Natural-language object grounding data:
+-------+

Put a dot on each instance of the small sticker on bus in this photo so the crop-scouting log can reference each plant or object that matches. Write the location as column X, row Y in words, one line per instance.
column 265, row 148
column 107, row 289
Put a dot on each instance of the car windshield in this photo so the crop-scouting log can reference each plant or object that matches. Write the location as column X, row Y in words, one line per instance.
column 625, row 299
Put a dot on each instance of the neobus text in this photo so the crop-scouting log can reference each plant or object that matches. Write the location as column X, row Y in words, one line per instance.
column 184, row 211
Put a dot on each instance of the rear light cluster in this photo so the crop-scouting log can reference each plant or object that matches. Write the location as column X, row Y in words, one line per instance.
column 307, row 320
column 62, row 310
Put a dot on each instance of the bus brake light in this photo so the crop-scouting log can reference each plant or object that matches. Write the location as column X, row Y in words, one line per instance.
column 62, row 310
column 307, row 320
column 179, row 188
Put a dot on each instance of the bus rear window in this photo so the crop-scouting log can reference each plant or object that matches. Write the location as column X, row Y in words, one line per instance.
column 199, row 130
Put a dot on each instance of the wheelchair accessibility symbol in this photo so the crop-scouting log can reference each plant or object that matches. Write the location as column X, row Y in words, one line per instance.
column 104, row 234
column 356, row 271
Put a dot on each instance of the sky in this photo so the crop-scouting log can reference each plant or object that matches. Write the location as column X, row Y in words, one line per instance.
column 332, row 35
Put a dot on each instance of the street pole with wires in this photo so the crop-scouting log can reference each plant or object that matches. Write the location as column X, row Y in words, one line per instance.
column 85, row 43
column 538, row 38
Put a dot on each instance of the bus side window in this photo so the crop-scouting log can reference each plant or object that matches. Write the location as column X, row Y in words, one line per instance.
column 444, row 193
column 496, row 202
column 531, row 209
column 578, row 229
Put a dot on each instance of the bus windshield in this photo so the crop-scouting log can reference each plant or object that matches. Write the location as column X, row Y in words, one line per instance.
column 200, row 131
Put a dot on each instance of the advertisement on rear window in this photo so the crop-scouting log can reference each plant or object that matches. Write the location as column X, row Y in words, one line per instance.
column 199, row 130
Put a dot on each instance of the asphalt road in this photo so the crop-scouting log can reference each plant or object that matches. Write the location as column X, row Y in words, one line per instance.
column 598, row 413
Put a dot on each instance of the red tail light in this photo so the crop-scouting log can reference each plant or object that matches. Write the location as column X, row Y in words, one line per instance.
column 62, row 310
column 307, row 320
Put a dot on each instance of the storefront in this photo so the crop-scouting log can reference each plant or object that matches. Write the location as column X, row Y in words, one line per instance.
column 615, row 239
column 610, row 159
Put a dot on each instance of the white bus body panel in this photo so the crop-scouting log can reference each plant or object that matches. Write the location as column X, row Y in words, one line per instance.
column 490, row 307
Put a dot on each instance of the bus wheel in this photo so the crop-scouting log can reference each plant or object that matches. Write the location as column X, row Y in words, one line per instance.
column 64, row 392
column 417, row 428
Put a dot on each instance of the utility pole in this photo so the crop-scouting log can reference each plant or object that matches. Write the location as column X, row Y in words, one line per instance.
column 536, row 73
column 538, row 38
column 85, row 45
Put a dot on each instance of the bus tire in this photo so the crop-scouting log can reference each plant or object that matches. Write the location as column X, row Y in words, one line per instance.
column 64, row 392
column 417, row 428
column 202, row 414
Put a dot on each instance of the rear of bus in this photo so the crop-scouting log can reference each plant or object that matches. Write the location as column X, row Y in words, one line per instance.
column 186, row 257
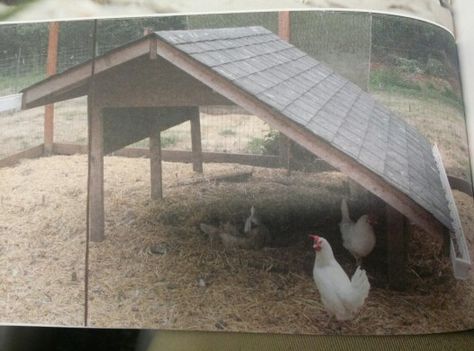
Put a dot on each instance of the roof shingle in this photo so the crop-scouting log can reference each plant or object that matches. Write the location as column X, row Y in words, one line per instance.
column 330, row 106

+-------+

**Problem to solve:**
Leave out the pictures, and write out all the remaining data above exactly.

**Answer below:**
Put a dot on each instance of the small sticker on bus in this photo so the crop-scouting log can reference each plant or object that matches. Write the location as column X, row Y in words, one line per instance.
column 265, row 148
column 107, row 289
Put a dot on each instance of the car windshield in this photo so the crop-scouting log can reference each plant or object that matches. Write the location as column X, row Y in words, one line per instance.
column 625, row 299
Put a dot on each instance of the neobus text in this photo so the crop-scouting log can reference each plant or object that matches. Write the location as column X, row Y in words, one line per instance.
column 184, row 211
Put a dot on each instance of the rear light cluster in this photo so the crop-scouting log can reference each plant or object that matches. Write the location as column X, row Y in words, one line per instance.
column 307, row 320
column 62, row 310
Put a dot on each instance of the bus brake light in this photo so the crop-scouting log can reference each plant or object that matches. Write the location as column X, row Y in words, one line per instance.
column 62, row 310
column 307, row 320
column 179, row 188
Put a dot on each instance of the bus rear window in this photo so the crop-scouting log can reference each plant or object that matches. Write the location as column X, row Y in words, one line per instance.
column 199, row 130
Put a dot on each instance of the wheelchair accessibility symbol in this photo so the crop-scouting log can reference each plant or object that matches. Write the location as column X, row Y in words, one line per instance.
column 104, row 234
column 356, row 271
Put a dot on each instance of the sky in this photo so the crop-scouting log can reference each plant or object that matches. Write the location as column X, row Y in words, one line per instance.
column 332, row 35
Put a dot on each instance of the street pole with wires in this photo so the crop-scouting log can reference each plant or object that matches. Write the location as column X, row Y in words, one line per instance.
column 85, row 43
column 538, row 38
Put a dot on each instance of the bus side window in this photo so the crop-scouting log can reference each plant or object that matches. Write the location as column X, row Y in words, one line per instance.
column 444, row 193
column 496, row 202
column 531, row 209
column 578, row 229
Put a dot on each instance of the bus windshield in this photo so the crop-scouting log can reference each plant or object that matches. Write the location as column X, row Y in words, one line per instance.
column 200, row 131
Put a dot on each instance of the advertisement on rear window in this photo so the crop-scouting log can reference each plant or object that matches. Write the location as column X, row Y in words, one line per instance.
column 199, row 130
Put a dot on each instance of the asphalt road in this photo so the crop-scouting log can reference each plant or object that matches. Write the location as column X, row Y in words, one line per instance.
column 598, row 413
Put a dot on each instance of the red tail light in this photo so the crop-scouting log can reference each plant or object that matches. Write the location as column X, row Y in words, one line per instance.
column 62, row 310
column 307, row 320
Put a dot on each instance of the storefront in this photo so the crop-scouting log can reference each plant or object that matches. Write the location as column X, row Y in words, one line per instance.
column 615, row 239
column 610, row 159
Put a dot on each instance of the white bus body panel in this photo so the crop-scouting log can reference each plant or object that matches. Write the location as column X, row Y in words, one line per instance.
column 490, row 307
Put a dot on each instance of the bus wheel in this photo so the crop-scouting log can reference each plant or object that matches. Write the location as column X, row Y in words, one line per instance.
column 64, row 392
column 417, row 428
Put a dot on each instance of the utility pole in this photo so the crop-scouting log can reference each plant or object that matches. Write the location as column X, row Y in words, one line per instance.
column 536, row 73
column 538, row 38
column 85, row 45
Put a dot on each instance of the bus tire in this photo so the crop-scouting log can reference each plant or object that matches. Write the location as column X, row Y in words, one line per instance.
column 64, row 392
column 417, row 428
column 202, row 414
Put a dot on each instance of the rear of bus in this photo so the crop-scouting log can reference each plant or object that matches. Write the location as column X, row Y in words, one line per instance.
column 186, row 257
Put a dot on each instance of the roof shingle in this photo so the crop-scouting log can reference each plant or object that matches. Write the location as column X, row Y in words, one line per instance.
column 330, row 106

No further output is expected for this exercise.